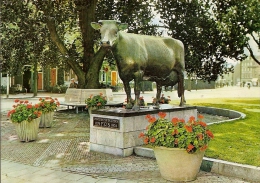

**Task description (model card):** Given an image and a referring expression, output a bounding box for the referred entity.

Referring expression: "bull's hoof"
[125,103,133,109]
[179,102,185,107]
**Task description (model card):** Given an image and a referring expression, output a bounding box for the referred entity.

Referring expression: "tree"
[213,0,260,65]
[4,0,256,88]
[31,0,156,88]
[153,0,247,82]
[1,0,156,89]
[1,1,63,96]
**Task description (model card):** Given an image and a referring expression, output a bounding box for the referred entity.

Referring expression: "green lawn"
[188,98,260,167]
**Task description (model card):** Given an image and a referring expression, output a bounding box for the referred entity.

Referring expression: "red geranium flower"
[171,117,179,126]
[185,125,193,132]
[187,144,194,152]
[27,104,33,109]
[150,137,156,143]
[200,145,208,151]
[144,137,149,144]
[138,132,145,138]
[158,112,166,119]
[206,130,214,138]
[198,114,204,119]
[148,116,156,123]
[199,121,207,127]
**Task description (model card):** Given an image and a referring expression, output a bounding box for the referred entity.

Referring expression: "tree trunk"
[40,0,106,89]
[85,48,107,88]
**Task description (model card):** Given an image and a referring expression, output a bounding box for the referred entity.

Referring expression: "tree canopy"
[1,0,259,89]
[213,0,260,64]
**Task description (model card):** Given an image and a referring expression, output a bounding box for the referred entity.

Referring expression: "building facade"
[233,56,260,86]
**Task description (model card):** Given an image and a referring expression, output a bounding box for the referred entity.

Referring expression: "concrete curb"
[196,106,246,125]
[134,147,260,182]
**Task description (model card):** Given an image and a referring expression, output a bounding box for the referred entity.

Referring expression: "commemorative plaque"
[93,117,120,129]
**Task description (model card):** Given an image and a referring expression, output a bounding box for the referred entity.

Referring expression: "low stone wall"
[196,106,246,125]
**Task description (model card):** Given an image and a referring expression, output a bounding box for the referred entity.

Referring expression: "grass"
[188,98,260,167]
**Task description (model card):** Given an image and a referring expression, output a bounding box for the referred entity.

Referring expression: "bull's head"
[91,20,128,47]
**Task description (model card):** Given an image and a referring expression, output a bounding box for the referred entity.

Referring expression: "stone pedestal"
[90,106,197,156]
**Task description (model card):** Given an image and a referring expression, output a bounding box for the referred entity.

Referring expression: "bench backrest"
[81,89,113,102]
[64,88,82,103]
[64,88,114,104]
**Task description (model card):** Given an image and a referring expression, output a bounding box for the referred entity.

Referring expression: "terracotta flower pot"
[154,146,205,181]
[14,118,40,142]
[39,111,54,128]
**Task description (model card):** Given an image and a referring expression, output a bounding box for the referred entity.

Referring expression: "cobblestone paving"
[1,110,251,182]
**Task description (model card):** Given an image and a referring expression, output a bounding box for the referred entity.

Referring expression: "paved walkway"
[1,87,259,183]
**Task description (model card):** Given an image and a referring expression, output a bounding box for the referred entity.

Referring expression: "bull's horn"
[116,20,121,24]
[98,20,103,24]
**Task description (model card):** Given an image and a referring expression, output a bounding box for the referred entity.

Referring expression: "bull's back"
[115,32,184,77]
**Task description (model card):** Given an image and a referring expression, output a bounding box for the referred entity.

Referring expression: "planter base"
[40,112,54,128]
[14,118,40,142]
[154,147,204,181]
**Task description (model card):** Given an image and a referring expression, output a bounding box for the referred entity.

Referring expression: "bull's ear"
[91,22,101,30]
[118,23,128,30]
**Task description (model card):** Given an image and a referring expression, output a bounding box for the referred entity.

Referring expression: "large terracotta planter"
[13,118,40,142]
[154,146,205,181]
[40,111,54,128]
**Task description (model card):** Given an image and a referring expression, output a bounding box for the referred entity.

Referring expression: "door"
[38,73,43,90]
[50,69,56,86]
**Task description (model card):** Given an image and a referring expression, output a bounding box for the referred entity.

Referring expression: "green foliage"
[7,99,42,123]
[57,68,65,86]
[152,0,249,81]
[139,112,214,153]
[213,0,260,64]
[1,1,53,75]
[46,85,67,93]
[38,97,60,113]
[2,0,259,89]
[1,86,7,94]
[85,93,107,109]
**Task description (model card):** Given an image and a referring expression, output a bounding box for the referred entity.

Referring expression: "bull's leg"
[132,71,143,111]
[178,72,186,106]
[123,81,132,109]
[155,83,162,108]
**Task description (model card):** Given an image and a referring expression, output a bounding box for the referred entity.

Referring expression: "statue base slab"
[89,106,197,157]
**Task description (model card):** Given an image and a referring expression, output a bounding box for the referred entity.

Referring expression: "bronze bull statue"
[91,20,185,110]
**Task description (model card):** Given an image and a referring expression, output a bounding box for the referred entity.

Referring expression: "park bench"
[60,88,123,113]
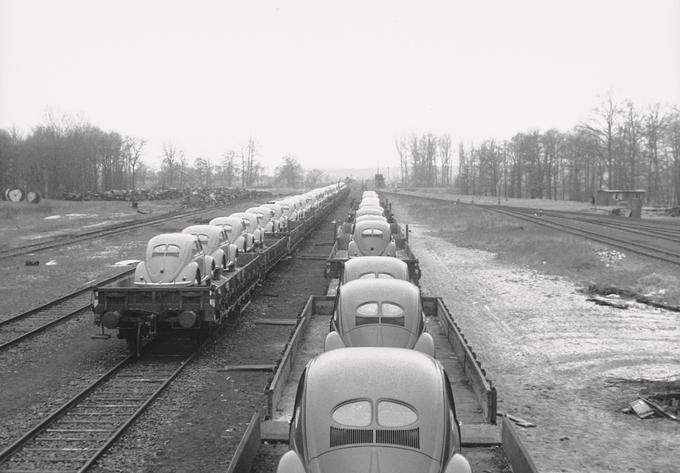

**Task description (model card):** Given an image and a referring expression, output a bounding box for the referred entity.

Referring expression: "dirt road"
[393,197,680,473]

* * * * * * *

EXERCISE DESCRIPTION: Please output every entry exactly as written, apart from the pictures.

ANSWER TO THIS PROBLEM:
**Task description (model card):** Given an image and a referring expression, output a bounding box for the referred entity.

Referring expression: "bull's hoof"
[125,103,133,109]
[179,102,185,107]
**Task description (model card):** Given an image and a referring expression, output a bounding box for the referred entity.

Referring expression: "tree"
[213,0,260,65]
[4,0,256,88]
[31,0,156,88]
[153,0,247,82]
[1,0,156,89]
[1,1,63,96]
**Task description (model card):** Given an image and a referring expression, output a bounding box for the referred entity.

Referring expression: "green lawn"
[188,98,260,167]
**Task description (model card):** Given an image and a referring expression, output a bounding box for the referred entity.

Referring expression: "red geranium flower"
[171,117,179,126]
[185,125,193,132]
[187,144,194,152]
[27,104,33,109]
[150,137,156,143]
[200,145,208,151]
[144,137,149,144]
[138,132,145,138]
[158,112,166,119]
[206,130,214,138]
[198,114,204,119]
[148,116,156,123]
[199,121,207,127]
**Task description (model card):** Given an image and a referring expression, output a bounding box for the referred entity.

Referring expression: "tree trunk"
[40,0,106,89]
[85,48,107,88]
**Task description (model card):** Given an image and a referring expression, output a bounding box for the referred entity.

Referring expression: "tree canopy"
[1,0,259,89]
[213,0,260,64]
**Task description (model card):** Given an image and a referring expression, output a bounding box for the referred entity.

Referring expression: "building facade"
[233,56,260,86]
**Task description (model card):** Given an image and a referring expression, output a bounding box for the referred entity.

Referring expression: "concrete curb"
[196,106,246,125]
[134,147,260,182]
**Task description (model card):** Given an image and a referring expression, output a bounding box for the referred entity.

Referring expression: "commemorative plaque"
[93,117,120,129]
**Task description (model card):** Given an image and a referring expression, output a bounding box for the referred entity.

Referring expression: "low stone wall"
[196,106,246,125]
**Task description (model card):** Given an image and a referring expression, output a bounding box for the referred entity.

Referring expression: "grass"
[188,98,260,167]
**Task description (model card):** Given an image and a referring expression, output a bounding box for the referred entity.

Referring expression: "bull's head"
[91,20,128,47]
**Task description (model card):** Given an image and a referring expression, output a bounding box for the referred entity.

Referring expression: "stone pedestal"
[90,106,197,156]
**Task description (model card):** Given an image and a referring expression, output a bounding box for the referred entity.

Referring expression: "bench backrest"
[81,89,113,102]
[64,88,82,103]
[64,88,114,104]
**Task description (model card):** Given an image and a referring expression, output a bounding box for the referred entity.

Referring expression: "terracotta flower pot"
[154,146,205,181]
[14,118,40,142]
[39,111,54,128]
**Task description (model card):** Given an image and a referring expression, output a bounding box for the referred entity.

Referring expression: "cobblestone paving"
[1,110,251,182]
**Task description (model card):** Given an image and a referring expression, output a bounding box for the referred entity.

Referring expression: "paved walkway"
[1,87,259,183]
**Task description (model card):** Given an image and a referring expression, output a bounding box for the referred entity.

Referring expression: "bull's horn"
[116,20,121,24]
[98,20,103,24]
**Task description (model card):** Given an image and a referring expression, output a bounding box for the referred entity.

Referring expression: "bull's back"
[115,32,184,77]
**Task description (model card):** Given an image and a referring expression, output a bounding box for the referred entity.

Referring expression: "planter base"
[40,112,54,128]
[14,118,40,142]
[154,147,204,181]
**Task description (model card):** Given an image and a referring expression, output a bounding box for the referred entity.

Referring expression: "bull's ear"
[91,22,101,30]
[118,23,128,30]
**Task description (model card):** Given an image and a referring expression, output a bounding box for the referred entity.

Referring expression: "large terracotta planter"
[13,118,40,142]
[154,146,205,181]
[40,111,54,128]
**Task description (model card):** Given an image and a referring expression, output a bounding box for the referred entity.

Referring expression: "door"
[38,73,43,90]
[50,69,56,86]
**Task description (model card):** Given an image and a referring expression, output a bounding box for the referred entity.

Referring expression: "green foliage"
[7,99,42,123]
[57,68,65,86]
[152,0,249,81]
[139,112,214,153]
[213,0,260,64]
[1,1,53,75]
[46,85,67,93]
[38,97,60,113]
[2,0,259,89]
[1,86,7,94]
[85,93,107,109]
**Task description (model card):** Given an image and a referring expression, output a bounding box for the referred entity.

Referring expression: "bull's leg"
[132,71,143,111]
[178,72,186,106]
[123,81,132,109]
[155,83,162,108]
**Task description (model card):** Given an image and a referring expression, output a bounding box for the referred entity.

Referring expression: "statue base slab"
[89,106,197,157]
**Task description (model card):** Given an image and a referring expression, output a bounding box for the referred entity.

Referring expression: "bronze bull statue"
[91,20,185,110]
**Task description (model card):** Given an image and a referring expression, output a bounding box for the referred entity.

Referring expression: "park bench"
[60,88,123,113]

**Task description (model card):** Given an image and a referring expression, output a bounding box for the referred entity.

Referring expression: "dirt road"
[393,197,680,473]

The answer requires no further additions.